Given task =>
Pull out every line of the entries below that contains the string "paint", matching case exactly.

Raw records =>
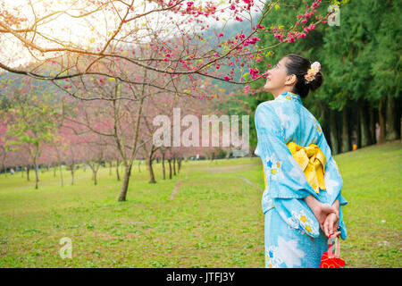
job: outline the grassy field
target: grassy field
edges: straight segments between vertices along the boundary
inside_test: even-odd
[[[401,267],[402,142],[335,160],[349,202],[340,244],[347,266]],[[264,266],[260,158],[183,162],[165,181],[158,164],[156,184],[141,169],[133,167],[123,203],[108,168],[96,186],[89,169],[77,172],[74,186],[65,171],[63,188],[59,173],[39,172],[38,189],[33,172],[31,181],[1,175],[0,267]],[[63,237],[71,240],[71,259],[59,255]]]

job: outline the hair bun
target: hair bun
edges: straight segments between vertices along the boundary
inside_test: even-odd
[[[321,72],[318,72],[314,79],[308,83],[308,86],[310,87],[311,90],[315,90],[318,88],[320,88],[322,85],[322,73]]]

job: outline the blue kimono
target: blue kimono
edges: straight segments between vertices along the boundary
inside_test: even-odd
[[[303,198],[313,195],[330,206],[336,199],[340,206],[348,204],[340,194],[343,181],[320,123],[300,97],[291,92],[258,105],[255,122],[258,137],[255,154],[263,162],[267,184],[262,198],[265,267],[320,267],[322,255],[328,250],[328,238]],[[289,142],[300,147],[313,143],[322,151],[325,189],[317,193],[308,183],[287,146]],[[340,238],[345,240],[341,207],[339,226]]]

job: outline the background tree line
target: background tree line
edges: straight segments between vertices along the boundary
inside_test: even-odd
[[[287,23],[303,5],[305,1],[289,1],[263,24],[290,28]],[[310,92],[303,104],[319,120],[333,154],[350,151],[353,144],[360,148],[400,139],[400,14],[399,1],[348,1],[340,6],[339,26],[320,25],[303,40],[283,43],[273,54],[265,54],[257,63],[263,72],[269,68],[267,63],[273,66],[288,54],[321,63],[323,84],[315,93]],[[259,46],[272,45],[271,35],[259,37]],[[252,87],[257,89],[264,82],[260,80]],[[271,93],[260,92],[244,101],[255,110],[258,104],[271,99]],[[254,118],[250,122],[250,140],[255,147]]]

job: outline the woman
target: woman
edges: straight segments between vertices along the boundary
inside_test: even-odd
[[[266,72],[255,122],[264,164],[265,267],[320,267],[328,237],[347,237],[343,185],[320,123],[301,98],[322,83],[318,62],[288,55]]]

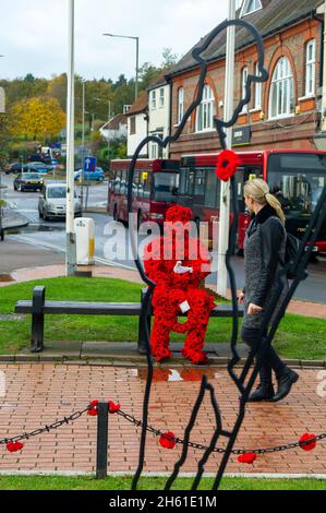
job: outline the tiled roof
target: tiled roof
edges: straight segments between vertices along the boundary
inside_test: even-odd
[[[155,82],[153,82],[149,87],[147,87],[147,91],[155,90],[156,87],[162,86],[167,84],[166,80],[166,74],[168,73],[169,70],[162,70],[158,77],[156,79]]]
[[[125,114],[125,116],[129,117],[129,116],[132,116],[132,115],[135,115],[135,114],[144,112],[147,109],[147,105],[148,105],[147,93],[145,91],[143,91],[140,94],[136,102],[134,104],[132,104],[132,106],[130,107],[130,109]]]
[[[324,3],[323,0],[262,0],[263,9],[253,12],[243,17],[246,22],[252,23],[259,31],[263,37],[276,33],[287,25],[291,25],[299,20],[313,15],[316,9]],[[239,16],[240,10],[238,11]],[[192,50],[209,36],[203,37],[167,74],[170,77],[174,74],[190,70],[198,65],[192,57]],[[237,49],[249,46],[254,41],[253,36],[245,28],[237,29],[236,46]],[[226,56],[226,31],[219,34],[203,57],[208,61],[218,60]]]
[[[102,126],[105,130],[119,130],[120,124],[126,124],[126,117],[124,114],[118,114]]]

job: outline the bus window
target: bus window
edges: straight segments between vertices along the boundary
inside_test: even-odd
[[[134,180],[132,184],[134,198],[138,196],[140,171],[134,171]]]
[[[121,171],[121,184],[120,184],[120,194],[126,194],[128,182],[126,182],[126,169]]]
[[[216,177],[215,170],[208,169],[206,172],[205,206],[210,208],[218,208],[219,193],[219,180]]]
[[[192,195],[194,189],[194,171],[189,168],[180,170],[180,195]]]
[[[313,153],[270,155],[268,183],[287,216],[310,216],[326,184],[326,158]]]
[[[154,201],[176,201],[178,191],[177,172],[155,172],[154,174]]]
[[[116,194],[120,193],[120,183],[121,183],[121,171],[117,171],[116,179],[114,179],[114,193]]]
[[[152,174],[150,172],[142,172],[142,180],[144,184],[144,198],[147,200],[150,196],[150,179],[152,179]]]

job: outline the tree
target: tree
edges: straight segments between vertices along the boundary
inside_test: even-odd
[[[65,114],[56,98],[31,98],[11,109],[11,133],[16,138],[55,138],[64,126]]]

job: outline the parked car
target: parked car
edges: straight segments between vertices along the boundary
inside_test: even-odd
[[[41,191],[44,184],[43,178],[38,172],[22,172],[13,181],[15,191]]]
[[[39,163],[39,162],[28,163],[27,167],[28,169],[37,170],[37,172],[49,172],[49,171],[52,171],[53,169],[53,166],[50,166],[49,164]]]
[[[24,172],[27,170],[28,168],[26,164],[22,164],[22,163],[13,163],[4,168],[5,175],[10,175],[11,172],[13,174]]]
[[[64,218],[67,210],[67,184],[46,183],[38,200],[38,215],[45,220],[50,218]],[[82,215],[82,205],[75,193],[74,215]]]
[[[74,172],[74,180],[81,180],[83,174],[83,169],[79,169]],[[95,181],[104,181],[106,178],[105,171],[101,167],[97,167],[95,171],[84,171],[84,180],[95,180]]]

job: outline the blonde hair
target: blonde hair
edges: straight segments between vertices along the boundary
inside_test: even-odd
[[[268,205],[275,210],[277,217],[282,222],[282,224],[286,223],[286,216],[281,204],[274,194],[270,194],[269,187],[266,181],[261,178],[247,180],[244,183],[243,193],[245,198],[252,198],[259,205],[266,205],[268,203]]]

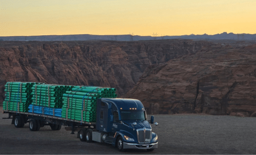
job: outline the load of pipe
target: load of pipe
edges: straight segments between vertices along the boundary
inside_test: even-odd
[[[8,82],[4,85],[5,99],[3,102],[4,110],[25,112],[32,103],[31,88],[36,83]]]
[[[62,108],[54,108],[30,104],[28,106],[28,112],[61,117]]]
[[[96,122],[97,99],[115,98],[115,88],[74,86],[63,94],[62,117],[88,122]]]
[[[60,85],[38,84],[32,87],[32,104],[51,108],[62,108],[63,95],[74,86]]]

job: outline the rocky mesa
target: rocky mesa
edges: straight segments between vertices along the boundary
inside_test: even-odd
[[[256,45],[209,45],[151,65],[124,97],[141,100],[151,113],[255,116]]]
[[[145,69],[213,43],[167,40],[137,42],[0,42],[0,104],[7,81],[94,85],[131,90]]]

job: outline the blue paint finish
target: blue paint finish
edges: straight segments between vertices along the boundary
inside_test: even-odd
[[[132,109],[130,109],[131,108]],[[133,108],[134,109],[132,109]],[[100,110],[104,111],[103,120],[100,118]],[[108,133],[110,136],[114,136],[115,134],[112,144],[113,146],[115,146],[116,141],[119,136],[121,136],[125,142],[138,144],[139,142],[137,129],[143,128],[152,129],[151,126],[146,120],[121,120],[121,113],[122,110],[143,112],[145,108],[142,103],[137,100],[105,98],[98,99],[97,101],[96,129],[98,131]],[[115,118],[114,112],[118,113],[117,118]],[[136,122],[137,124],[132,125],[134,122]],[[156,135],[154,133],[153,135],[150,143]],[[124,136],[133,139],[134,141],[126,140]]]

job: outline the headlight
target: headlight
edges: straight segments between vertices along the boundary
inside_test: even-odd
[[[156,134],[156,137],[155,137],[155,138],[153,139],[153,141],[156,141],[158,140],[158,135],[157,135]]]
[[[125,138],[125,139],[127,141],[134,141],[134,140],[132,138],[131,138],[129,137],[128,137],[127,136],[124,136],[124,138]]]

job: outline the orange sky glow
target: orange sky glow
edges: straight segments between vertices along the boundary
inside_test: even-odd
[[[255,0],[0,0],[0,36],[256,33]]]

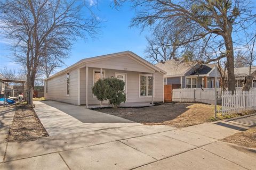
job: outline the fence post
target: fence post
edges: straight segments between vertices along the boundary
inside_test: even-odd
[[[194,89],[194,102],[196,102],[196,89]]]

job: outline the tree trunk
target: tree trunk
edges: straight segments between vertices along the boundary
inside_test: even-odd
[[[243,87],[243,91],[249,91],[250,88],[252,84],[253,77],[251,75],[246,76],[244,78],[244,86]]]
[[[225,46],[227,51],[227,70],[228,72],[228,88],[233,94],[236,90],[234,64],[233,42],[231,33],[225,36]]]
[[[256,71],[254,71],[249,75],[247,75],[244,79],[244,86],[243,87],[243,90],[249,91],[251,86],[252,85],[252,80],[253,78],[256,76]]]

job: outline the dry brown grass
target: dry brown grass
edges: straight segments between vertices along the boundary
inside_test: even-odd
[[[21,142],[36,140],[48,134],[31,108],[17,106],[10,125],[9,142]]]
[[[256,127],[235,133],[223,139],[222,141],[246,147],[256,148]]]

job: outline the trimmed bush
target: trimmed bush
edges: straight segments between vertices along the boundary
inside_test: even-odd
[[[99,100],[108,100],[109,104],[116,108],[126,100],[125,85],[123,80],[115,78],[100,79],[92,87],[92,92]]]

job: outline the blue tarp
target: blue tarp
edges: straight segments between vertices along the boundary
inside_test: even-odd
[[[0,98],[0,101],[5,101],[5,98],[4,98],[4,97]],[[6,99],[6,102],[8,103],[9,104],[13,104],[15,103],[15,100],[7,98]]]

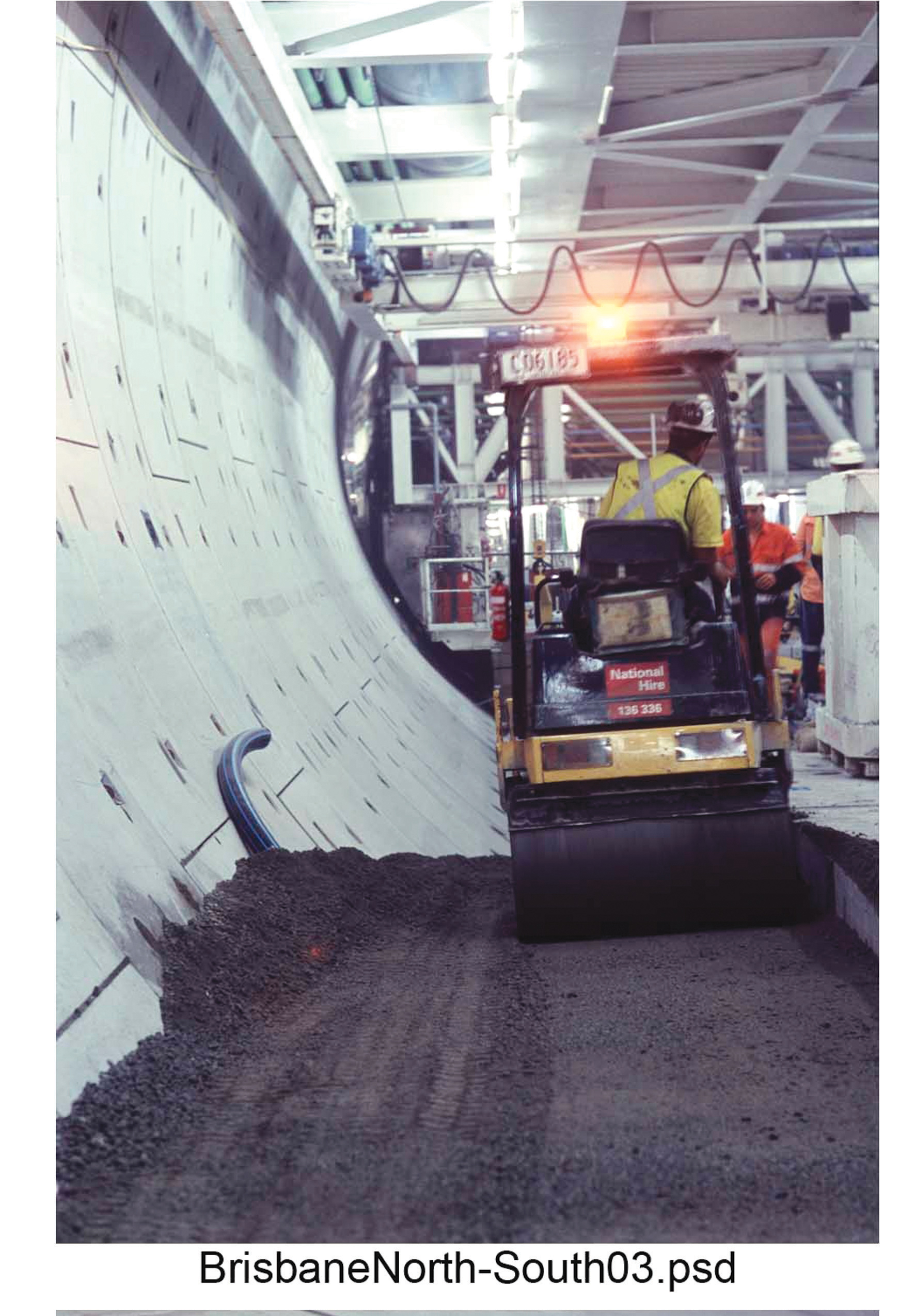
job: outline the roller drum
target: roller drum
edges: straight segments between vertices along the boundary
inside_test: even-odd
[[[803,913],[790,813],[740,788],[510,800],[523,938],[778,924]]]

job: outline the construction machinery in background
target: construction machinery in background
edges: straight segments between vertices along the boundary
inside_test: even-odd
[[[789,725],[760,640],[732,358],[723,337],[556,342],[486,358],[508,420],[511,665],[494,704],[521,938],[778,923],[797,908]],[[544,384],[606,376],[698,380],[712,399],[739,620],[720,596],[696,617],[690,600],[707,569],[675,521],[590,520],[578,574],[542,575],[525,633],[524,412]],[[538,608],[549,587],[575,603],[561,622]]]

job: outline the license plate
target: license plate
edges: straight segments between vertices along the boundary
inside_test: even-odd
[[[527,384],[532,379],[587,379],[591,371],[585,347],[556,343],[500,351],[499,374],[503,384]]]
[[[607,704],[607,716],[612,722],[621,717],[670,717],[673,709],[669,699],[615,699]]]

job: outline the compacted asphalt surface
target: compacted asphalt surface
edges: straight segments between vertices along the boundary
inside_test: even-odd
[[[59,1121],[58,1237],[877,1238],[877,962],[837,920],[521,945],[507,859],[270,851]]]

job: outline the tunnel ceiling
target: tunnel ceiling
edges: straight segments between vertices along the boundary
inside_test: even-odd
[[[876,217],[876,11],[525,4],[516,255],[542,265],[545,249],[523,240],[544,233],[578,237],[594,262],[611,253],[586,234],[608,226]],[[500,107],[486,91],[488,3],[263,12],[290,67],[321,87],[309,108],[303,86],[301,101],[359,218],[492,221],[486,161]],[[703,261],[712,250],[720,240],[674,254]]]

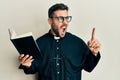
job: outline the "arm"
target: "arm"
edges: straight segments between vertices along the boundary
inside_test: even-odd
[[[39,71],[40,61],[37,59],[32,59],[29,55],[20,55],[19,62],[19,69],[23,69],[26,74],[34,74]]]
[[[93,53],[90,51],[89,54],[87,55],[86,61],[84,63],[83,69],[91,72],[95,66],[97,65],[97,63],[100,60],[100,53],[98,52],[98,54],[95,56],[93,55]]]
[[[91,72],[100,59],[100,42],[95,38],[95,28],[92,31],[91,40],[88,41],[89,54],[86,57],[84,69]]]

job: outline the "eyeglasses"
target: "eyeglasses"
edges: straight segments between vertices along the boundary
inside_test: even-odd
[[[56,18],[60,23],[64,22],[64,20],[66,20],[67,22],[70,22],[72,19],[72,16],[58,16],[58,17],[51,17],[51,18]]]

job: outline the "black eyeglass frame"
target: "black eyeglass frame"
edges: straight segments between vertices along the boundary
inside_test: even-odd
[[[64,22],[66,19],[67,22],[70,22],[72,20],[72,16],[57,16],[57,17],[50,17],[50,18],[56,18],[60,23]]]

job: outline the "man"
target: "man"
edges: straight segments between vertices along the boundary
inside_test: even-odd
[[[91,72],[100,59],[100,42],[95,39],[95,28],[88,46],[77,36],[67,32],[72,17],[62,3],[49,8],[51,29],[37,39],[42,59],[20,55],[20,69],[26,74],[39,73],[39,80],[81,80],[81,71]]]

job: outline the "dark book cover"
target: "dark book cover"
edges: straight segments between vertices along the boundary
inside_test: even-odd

Written response =>
job: outline the blue paint finish
target: blue paint finish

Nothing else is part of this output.